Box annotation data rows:
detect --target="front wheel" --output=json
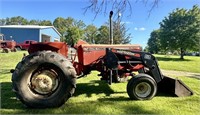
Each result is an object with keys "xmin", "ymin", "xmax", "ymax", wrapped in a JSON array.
[
  {"xmin": 12, "ymin": 51, "xmax": 76, "ymax": 108},
  {"xmin": 127, "ymin": 74, "xmax": 157, "ymax": 100}
]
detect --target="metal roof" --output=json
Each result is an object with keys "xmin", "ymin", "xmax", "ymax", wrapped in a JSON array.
[{"xmin": 0, "ymin": 25, "xmax": 61, "ymax": 36}]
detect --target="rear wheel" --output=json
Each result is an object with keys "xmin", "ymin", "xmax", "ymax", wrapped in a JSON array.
[
  {"xmin": 127, "ymin": 74, "xmax": 157, "ymax": 100},
  {"xmin": 12, "ymin": 51, "xmax": 76, "ymax": 108}
]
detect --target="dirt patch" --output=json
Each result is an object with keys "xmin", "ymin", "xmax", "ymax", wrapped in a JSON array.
[{"xmin": 161, "ymin": 69, "xmax": 200, "ymax": 79}]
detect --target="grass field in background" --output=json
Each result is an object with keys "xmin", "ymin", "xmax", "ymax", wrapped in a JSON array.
[
  {"xmin": 0, "ymin": 52, "xmax": 200, "ymax": 115},
  {"xmin": 155, "ymin": 55, "xmax": 200, "ymax": 73}
]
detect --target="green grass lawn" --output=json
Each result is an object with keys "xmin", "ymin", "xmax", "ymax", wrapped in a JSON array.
[
  {"xmin": 0, "ymin": 52, "xmax": 200, "ymax": 115},
  {"xmin": 155, "ymin": 55, "xmax": 200, "ymax": 73}
]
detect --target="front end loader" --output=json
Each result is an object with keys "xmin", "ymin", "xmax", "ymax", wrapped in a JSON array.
[{"xmin": 12, "ymin": 42, "xmax": 193, "ymax": 108}]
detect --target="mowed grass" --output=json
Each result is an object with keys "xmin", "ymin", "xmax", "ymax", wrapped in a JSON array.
[
  {"xmin": 0, "ymin": 52, "xmax": 200, "ymax": 115},
  {"xmin": 155, "ymin": 55, "xmax": 200, "ymax": 73}
]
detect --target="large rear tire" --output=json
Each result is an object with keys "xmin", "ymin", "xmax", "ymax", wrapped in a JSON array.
[
  {"xmin": 12, "ymin": 51, "xmax": 76, "ymax": 108},
  {"xmin": 127, "ymin": 73, "xmax": 157, "ymax": 100}
]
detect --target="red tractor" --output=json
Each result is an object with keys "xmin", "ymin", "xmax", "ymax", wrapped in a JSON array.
[
  {"xmin": 12, "ymin": 42, "xmax": 193, "ymax": 108},
  {"xmin": 0, "ymin": 34, "xmax": 17, "ymax": 53}
]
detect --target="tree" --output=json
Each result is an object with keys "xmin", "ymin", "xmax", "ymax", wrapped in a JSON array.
[
  {"xmin": 113, "ymin": 21, "xmax": 131, "ymax": 44},
  {"xmin": 53, "ymin": 17, "xmax": 85, "ymax": 42},
  {"xmin": 65, "ymin": 26, "xmax": 82, "ymax": 46},
  {"xmin": 160, "ymin": 5, "xmax": 200, "ymax": 59},
  {"xmin": 4, "ymin": 16, "xmax": 28, "ymax": 25},
  {"xmin": 29, "ymin": 20, "xmax": 40, "ymax": 25},
  {"xmin": 53, "ymin": 17, "xmax": 67, "ymax": 41},
  {"xmin": 84, "ymin": 25, "xmax": 98, "ymax": 43},
  {"xmin": 95, "ymin": 21, "xmax": 131, "ymax": 44},
  {"xmin": 39, "ymin": 20, "xmax": 53, "ymax": 26},
  {"xmin": 84, "ymin": 0, "xmax": 160, "ymax": 19},
  {"xmin": 95, "ymin": 25, "xmax": 110, "ymax": 44},
  {"xmin": 147, "ymin": 29, "xmax": 160, "ymax": 53}
]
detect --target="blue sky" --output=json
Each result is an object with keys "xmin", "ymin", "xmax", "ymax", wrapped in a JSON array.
[{"xmin": 0, "ymin": 0, "xmax": 200, "ymax": 47}]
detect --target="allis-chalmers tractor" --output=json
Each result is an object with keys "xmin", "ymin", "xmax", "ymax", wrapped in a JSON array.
[{"xmin": 12, "ymin": 42, "xmax": 193, "ymax": 108}]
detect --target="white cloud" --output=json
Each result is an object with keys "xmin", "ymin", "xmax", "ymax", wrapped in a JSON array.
[
  {"xmin": 139, "ymin": 27, "xmax": 146, "ymax": 31},
  {"xmin": 134, "ymin": 27, "xmax": 146, "ymax": 31},
  {"xmin": 121, "ymin": 21, "xmax": 133, "ymax": 24}
]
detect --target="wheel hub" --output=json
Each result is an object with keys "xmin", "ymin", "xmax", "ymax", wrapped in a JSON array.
[
  {"xmin": 135, "ymin": 82, "xmax": 151, "ymax": 97},
  {"xmin": 31, "ymin": 70, "xmax": 58, "ymax": 94}
]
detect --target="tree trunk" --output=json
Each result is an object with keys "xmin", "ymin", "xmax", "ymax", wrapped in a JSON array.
[{"xmin": 180, "ymin": 48, "xmax": 184, "ymax": 59}]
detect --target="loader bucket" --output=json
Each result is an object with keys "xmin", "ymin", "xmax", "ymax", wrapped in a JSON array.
[{"xmin": 158, "ymin": 76, "xmax": 193, "ymax": 97}]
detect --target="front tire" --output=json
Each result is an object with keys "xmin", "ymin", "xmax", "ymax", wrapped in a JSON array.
[
  {"xmin": 127, "ymin": 74, "xmax": 157, "ymax": 100},
  {"xmin": 12, "ymin": 51, "xmax": 76, "ymax": 108}
]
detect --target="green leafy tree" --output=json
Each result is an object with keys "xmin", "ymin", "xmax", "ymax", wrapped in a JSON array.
[
  {"xmin": 39, "ymin": 20, "xmax": 53, "ymax": 26},
  {"xmin": 113, "ymin": 21, "xmax": 131, "ymax": 44},
  {"xmin": 53, "ymin": 17, "xmax": 67, "ymax": 41},
  {"xmin": 65, "ymin": 26, "xmax": 82, "ymax": 46},
  {"xmin": 29, "ymin": 20, "xmax": 40, "ymax": 25},
  {"xmin": 5, "ymin": 16, "xmax": 28, "ymax": 25},
  {"xmin": 160, "ymin": 5, "xmax": 200, "ymax": 59},
  {"xmin": 147, "ymin": 30, "xmax": 160, "ymax": 53},
  {"xmin": 84, "ymin": 25, "xmax": 98, "ymax": 43},
  {"xmin": 95, "ymin": 25, "xmax": 110, "ymax": 44}
]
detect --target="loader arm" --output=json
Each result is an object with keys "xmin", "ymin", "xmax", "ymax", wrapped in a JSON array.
[
  {"xmin": 105, "ymin": 48, "xmax": 163, "ymax": 83},
  {"xmin": 105, "ymin": 48, "xmax": 194, "ymax": 97}
]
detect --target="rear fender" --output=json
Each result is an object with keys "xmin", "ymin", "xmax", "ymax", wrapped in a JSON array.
[{"xmin": 28, "ymin": 42, "xmax": 68, "ymax": 57}]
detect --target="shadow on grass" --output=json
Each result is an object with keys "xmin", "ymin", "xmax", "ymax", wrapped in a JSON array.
[
  {"xmin": 0, "ymin": 69, "xmax": 11, "ymax": 75},
  {"xmin": 74, "ymin": 80, "xmax": 114, "ymax": 97},
  {"xmin": 156, "ymin": 57, "xmax": 192, "ymax": 62},
  {"xmin": 1, "ymin": 82, "xmax": 24, "ymax": 109}
]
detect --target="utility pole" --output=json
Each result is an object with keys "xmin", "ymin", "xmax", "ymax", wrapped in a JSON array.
[{"xmin": 109, "ymin": 11, "xmax": 113, "ymax": 44}]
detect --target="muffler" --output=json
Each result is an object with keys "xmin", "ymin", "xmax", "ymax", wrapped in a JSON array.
[{"xmin": 158, "ymin": 76, "xmax": 194, "ymax": 97}]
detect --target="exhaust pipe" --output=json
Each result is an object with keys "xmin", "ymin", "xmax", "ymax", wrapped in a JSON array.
[{"xmin": 158, "ymin": 76, "xmax": 194, "ymax": 97}]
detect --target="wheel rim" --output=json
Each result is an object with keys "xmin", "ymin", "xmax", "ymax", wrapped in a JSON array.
[
  {"xmin": 135, "ymin": 82, "xmax": 151, "ymax": 98},
  {"xmin": 31, "ymin": 69, "xmax": 59, "ymax": 95}
]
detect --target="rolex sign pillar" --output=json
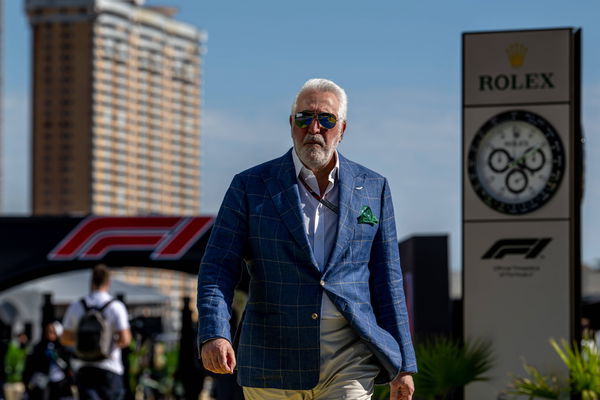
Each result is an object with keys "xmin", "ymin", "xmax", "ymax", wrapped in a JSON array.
[{"xmin": 462, "ymin": 28, "xmax": 582, "ymax": 400}]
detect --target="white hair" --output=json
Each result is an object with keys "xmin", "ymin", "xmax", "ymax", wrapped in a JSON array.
[{"xmin": 292, "ymin": 78, "xmax": 348, "ymax": 121}]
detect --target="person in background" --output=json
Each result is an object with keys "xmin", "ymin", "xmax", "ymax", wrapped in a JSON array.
[
  {"xmin": 61, "ymin": 264, "xmax": 131, "ymax": 400},
  {"xmin": 23, "ymin": 321, "xmax": 73, "ymax": 400}
]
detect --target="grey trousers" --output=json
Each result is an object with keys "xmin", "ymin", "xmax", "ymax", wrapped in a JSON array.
[{"xmin": 244, "ymin": 318, "xmax": 379, "ymax": 400}]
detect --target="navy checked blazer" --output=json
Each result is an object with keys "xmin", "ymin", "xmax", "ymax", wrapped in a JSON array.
[{"xmin": 197, "ymin": 149, "xmax": 416, "ymax": 390}]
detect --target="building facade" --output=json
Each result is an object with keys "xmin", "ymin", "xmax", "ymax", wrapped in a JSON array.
[
  {"xmin": 26, "ymin": 0, "xmax": 206, "ymax": 215},
  {"xmin": 26, "ymin": 0, "xmax": 207, "ymax": 326}
]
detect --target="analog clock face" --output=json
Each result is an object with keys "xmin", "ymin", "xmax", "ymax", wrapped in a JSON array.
[{"xmin": 467, "ymin": 110, "xmax": 565, "ymax": 215}]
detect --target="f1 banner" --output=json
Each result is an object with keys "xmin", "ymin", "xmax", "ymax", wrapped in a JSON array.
[{"xmin": 0, "ymin": 216, "xmax": 214, "ymax": 290}]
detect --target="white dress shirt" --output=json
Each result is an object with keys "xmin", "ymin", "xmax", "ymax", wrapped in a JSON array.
[{"xmin": 292, "ymin": 149, "xmax": 343, "ymax": 319}]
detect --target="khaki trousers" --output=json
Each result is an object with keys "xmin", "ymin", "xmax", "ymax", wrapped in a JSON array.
[{"xmin": 244, "ymin": 318, "xmax": 379, "ymax": 400}]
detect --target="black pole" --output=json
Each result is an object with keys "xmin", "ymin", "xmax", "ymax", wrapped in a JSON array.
[
  {"xmin": 116, "ymin": 293, "xmax": 135, "ymax": 400},
  {"xmin": 42, "ymin": 293, "xmax": 56, "ymax": 328}
]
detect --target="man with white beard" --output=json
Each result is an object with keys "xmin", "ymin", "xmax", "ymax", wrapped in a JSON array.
[{"xmin": 198, "ymin": 79, "xmax": 416, "ymax": 400}]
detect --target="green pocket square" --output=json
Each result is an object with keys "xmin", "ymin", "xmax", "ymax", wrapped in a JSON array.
[{"xmin": 358, "ymin": 206, "xmax": 379, "ymax": 225}]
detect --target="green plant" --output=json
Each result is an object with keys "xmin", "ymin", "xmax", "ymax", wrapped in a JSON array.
[
  {"xmin": 508, "ymin": 339, "xmax": 600, "ymax": 400},
  {"xmin": 373, "ymin": 337, "xmax": 493, "ymax": 400}
]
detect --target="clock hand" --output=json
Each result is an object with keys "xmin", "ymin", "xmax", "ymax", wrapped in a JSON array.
[{"xmin": 508, "ymin": 144, "xmax": 543, "ymax": 169}]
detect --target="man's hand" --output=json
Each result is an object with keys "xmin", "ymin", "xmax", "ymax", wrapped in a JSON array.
[
  {"xmin": 201, "ymin": 338, "xmax": 235, "ymax": 374},
  {"xmin": 390, "ymin": 372, "xmax": 415, "ymax": 400}
]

OBJECTIVE: Locate every line in the listing above that contains the string "white", and copy each one.

WORKED ANSWER:
detect --target="white cloud" --output=json
detect --target="white hair" --output=json
detect --target="white dress shirt" --output=json
detect --target="man with white beard" --output=json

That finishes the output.